Start of Data to examine

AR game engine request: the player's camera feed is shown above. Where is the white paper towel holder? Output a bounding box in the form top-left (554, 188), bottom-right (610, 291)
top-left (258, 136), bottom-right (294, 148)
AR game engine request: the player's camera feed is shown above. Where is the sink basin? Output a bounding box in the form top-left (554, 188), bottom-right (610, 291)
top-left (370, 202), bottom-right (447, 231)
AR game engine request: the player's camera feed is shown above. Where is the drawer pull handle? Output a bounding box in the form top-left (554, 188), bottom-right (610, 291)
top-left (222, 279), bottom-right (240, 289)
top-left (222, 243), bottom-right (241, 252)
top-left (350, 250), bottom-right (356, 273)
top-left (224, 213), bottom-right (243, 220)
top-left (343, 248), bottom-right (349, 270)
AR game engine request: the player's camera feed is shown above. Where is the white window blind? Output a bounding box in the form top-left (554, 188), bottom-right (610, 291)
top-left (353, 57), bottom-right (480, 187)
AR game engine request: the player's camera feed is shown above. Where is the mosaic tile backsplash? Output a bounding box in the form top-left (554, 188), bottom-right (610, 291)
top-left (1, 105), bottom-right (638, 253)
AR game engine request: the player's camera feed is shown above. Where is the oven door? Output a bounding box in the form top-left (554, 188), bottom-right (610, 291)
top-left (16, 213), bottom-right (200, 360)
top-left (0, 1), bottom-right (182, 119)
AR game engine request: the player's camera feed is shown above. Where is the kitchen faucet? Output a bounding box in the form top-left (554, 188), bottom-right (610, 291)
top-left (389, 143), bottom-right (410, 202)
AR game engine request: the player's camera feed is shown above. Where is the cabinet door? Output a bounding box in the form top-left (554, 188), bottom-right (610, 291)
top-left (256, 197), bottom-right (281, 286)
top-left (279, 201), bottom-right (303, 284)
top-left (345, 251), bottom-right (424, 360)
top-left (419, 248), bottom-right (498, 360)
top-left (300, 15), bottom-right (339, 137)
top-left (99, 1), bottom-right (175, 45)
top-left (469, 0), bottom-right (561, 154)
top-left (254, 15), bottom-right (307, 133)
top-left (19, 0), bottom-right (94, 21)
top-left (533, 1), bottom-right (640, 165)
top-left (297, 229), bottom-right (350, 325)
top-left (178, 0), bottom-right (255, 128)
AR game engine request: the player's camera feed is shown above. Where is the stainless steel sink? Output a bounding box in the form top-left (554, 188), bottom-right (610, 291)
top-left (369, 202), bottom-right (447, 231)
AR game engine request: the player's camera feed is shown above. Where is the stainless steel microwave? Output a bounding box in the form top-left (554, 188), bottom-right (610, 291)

End of Data to examine

▶ **Work instructions**:
Word for word, restate the whole of the material above.

▶ **Result of the task**:
AR game engine request: the player's camera feed is shown above. Where is the white paper towel holder? Output a bounding box in the form top-left (554, 188), bottom-right (610, 291)
top-left (258, 136), bottom-right (294, 148)
AR game engine request: the player's camera feed is shown above. Where is the sink basin? Output a bounding box in the form top-left (554, 188), bottom-right (610, 291)
top-left (370, 202), bottom-right (447, 231)
AR game engine request: the player's camera feed is shown above. Where is the drawer pull handle? Output a bounding box in the form top-left (554, 188), bottom-right (610, 291)
top-left (222, 279), bottom-right (240, 289)
top-left (222, 243), bottom-right (241, 252)
top-left (350, 250), bottom-right (356, 273)
top-left (224, 213), bottom-right (243, 220)
top-left (343, 248), bottom-right (349, 270)
AR game engine request: the player's camera feed is shown above. Where is the white window blind? Output a bounding box in the form top-left (554, 188), bottom-right (610, 291)
top-left (353, 57), bottom-right (480, 187)
AR game engine request: the player's camera feed is shown above. Where is the mosaic tile backsplash? Output a bounding box in the form top-left (554, 188), bottom-right (610, 291)
top-left (1, 105), bottom-right (638, 253)
AR game engine request: the player's camera feed is shown above. Where is the oven door? Output a bounding box in the form top-left (554, 188), bottom-right (610, 291)
top-left (16, 213), bottom-right (200, 360)
top-left (0, 1), bottom-right (182, 119)
AR game engine request: the player's camera feed is shown above. Where is the kitchen faucet? Output a bounding box in the form top-left (554, 188), bottom-right (610, 291)
top-left (389, 143), bottom-right (410, 202)
AR game engine request: the player's camera feed is shown above. Where is the cabinet door? Output a bounding box in the form top-left (554, 188), bottom-right (610, 291)
top-left (256, 197), bottom-right (281, 286)
top-left (279, 201), bottom-right (303, 284)
top-left (345, 251), bottom-right (424, 360)
top-left (419, 248), bottom-right (498, 360)
top-left (300, 15), bottom-right (339, 137)
top-left (99, 1), bottom-right (175, 45)
top-left (469, 0), bottom-right (561, 154)
top-left (254, 15), bottom-right (307, 133)
top-left (19, 0), bottom-right (94, 21)
top-left (533, 1), bottom-right (640, 165)
top-left (297, 229), bottom-right (350, 325)
top-left (178, 0), bottom-right (255, 128)
AR game engine request: the player's camera feed is shown above. Where is the stainless steel sink? Output a bounding box in the form top-left (554, 188), bottom-right (610, 291)
top-left (369, 202), bottom-right (447, 231)
AR game engine request: the player's camera feed is shown above. Where is the stainless steel microwave? Output a bounding box in the form top-left (554, 188), bottom-right (610, 291)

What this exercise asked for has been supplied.